Exercise objective: A faithful copy of each record is required, minus the images.

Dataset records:

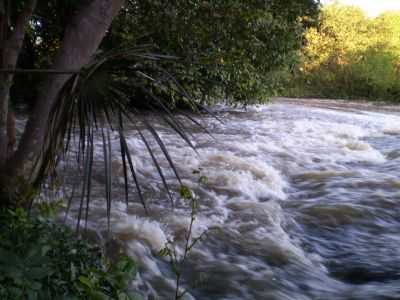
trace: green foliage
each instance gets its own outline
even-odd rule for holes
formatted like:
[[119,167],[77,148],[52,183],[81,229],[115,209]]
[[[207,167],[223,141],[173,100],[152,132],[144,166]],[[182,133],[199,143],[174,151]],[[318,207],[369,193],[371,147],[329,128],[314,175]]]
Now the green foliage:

Reply to the exercise:
trace: green foliage
each instance gets its own outline
even-odd rule for holes
formatted like:
[[119,167],[77,148],[52,183],[81,229],[115,209]]
[[[207,167],[223,141],[173,100],[152,132],[144,166]],[[182,133],[199,143],[174,151]],[[318,207],[369,193],[371,147],[329,128],[314,175]]]
Now the green foliage:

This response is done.